### GIVEN PASSAGE
Why Qantas-Wallabies deal fell over: we needed a cash sponsor, says Rugby Australia
Rugby Australia wouldn’t accept a contra-only deal and is betting on a new sponsor. Will we see the Zoom Wallabies?
The doomsayers yet again are predicting the demise of the game but senior Rugby Australia officials Hamish McLennan and Rob Clarke believe several international blue-chip firms will step forward to fill the void created by the loss of the Wallabies’ $5 million naming rights sponsor, Qantas.
A phone call from Qantas CEO Alan Joyce to RA chairman McLennan, and another from Qantas chief customer officer Stephanie Tully to Clarke on Tuesday night broke the not-unexpected news that the airline would have to part company with Australian rugby at the end of year, with which it has been associated for 30 years.
Qantas had offered rugby the same arrangements it had brokered with Cricket Australia, Football Federation Australia and the Australian Olympic Committee, to continue its sponsorship but in contra only.
But with the COVID pandemic playing havoc with international rugby fixtures, the cash-strapped RA scarcely could rely on little more than contra air travel.
“The bottom line is that we don’t know what the travel scene is going to look like for the balance of this year, let alone next year and so even the contra component of any deal, it is difficult to see how it is going to play out,” Clarke told The Australian.
“It was a significant cash sum as well and we need to ensure that we have what we need, the resources we need where we need them, to run the game. From that point of view, it was reasonably straightforward notwithstanding the emotional element of it. Sadly, COVID is the gift that just keeps on giving.”
It’s another complicating factor for RA, which is still to negotiate a broadcast deal in grim economic times. But with a Bledisloe Cup series to be played in New Zealand next month, followed by The Rugby Championship held as a mini-World Cup here in Australia over November-December, officials believe the tide in turning for the game.
Throw in the likelihood of a trans-Tasman competition in 2022, a British and Irish Lions tour in 2025 and a likely World Cup in 2027 and the prospects do appear brighter. But in order to reach a potentially prosperous future, rugby must first survive a hazardous present.
Certainly there is no ill-will towards Qantas, with RA recognising that no airline could continue to sustain a major sporting sponsorship at the same time as it was forced to lay off pilots and cabin crew.
That said, McLennan was his usual upbeat self in predicting that RA would ride out the storm.
“The Wallabies are iconic and I am confident we will get a replacement and I’ve already had inbound calls, so we will find our way through this,” he said.
######
### MATERIAL PROVIDED
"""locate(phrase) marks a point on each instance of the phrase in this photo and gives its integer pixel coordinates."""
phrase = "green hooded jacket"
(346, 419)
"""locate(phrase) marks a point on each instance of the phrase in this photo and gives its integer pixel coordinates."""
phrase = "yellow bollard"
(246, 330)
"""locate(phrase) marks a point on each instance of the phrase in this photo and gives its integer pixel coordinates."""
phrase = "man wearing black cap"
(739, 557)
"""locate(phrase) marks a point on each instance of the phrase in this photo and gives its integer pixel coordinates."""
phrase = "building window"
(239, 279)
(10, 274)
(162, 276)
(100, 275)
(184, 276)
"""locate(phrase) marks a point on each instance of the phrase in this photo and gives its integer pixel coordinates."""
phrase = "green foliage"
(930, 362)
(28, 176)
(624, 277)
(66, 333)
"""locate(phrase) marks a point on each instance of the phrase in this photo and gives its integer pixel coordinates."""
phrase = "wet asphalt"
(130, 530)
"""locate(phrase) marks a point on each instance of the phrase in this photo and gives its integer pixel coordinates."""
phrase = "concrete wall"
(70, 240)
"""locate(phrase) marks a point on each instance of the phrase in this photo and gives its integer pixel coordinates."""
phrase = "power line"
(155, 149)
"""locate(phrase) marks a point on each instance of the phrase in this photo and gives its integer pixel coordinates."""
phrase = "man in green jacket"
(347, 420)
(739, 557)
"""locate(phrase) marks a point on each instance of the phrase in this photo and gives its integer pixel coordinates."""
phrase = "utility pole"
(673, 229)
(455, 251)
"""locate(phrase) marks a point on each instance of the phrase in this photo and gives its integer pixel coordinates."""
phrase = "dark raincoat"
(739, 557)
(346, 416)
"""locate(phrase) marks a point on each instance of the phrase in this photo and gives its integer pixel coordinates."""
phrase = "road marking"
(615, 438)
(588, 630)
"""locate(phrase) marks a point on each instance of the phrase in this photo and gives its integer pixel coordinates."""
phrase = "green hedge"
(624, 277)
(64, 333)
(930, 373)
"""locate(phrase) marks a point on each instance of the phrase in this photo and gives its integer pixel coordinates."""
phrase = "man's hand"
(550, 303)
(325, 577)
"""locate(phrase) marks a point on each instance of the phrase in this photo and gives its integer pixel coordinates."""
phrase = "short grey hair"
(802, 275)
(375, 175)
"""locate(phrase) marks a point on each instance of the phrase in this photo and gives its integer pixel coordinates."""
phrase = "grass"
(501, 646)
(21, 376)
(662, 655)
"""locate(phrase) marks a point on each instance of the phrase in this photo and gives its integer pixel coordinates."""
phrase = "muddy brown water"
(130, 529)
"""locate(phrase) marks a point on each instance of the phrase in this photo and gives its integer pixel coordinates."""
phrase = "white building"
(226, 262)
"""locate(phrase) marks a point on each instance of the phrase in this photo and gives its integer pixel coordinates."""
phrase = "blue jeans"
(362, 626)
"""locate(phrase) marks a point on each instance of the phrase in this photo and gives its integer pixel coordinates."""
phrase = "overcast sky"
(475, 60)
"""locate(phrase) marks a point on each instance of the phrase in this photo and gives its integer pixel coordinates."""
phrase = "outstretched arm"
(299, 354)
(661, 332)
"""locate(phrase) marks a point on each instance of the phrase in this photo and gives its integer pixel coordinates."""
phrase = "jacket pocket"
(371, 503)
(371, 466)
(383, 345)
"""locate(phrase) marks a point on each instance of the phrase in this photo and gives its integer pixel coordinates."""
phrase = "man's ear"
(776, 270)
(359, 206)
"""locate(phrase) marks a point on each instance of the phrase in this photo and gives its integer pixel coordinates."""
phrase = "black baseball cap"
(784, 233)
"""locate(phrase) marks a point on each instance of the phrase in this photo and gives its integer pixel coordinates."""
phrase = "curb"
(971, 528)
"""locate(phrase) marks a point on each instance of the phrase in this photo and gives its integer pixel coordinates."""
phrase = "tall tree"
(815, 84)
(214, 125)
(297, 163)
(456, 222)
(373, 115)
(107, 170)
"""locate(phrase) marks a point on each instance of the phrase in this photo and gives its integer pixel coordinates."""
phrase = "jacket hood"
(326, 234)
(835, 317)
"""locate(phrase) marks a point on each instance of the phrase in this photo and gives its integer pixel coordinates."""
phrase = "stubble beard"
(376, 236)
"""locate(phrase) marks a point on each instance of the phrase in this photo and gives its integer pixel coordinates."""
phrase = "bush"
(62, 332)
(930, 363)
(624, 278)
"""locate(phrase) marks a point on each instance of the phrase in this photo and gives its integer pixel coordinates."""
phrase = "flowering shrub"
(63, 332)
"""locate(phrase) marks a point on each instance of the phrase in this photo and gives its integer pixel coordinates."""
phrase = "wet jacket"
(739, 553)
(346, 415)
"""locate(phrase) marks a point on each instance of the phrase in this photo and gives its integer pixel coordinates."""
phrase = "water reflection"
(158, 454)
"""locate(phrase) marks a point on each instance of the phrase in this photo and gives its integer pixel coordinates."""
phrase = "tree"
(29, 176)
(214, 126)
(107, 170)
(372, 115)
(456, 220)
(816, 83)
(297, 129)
######
_QUESTIONS TO ANSWER_:
1. In the article on the Qantas sponsorship, why did Rugby Australia turn down the offer of a contra-only deal? Answer in one to three sentences.
2. Pick up the article on the Qantas sponsorship right after its last paragraph and carry it on.

_REPLIES_:
1. With COVID disrupting international rugby fixtures, Rugby Australia couldn't count on free air travel being worth much. No one knew what travel would look like for the rest of the year or the next. It also needed the large cash sum to have the resources to run the game.

2.
Clarke went further. “We believe that after 30 years a property like this, coming free into the market place, is a golden opportunity. I think if you reflect on the Wallabies’ brand cachet in global sport … there is significant value for a corporate with an international dimension to their organisation to associate themselves with that brand. I’m very optimistic, actually,” he said.
“We are very confident that there are some very significant blue-chip brands that will be interested in this property. There is really only cricket and rugby that operate in the dimensions that we do globally. But a property like this is very rare to find. I’d like to think we will come out of this with a good result.”
RA has been through some incredible upheaval in recent times, with jobs being slashed both at Moore Park headquarters and throughout the provinces. But Clarke does not see the Qantas’ withdrawal causing additional problems in the short term.
“You know we have been going through significant restructuring anyway. Those decisions are totally separate to this.”
The bust-up with Qantas, however amicable, will surely give RA pause to consider how closely they should align themselves to individual sponsors and their values in future.
There was a meeting of minds during the Raelene Castle years when RA and Qantas CEO Joyce both strongly pushed the inclusiveness agenda, but the game was put under unimaginable pressure when the Wallabies’ best player, Israel Folau broke ranks – not once but twice – to attack homosexuality.
In the end it was not so much the issue that forced RA to sack him but rather the fact that, having given his word he would not venture down this path again, he then did precisely that. Still, in the year of a World Cup, the dispute cost Australia its best player, untold fan disengagement and several million dollars in an out-of-court settlement, money that RA could ill-afford to pay out.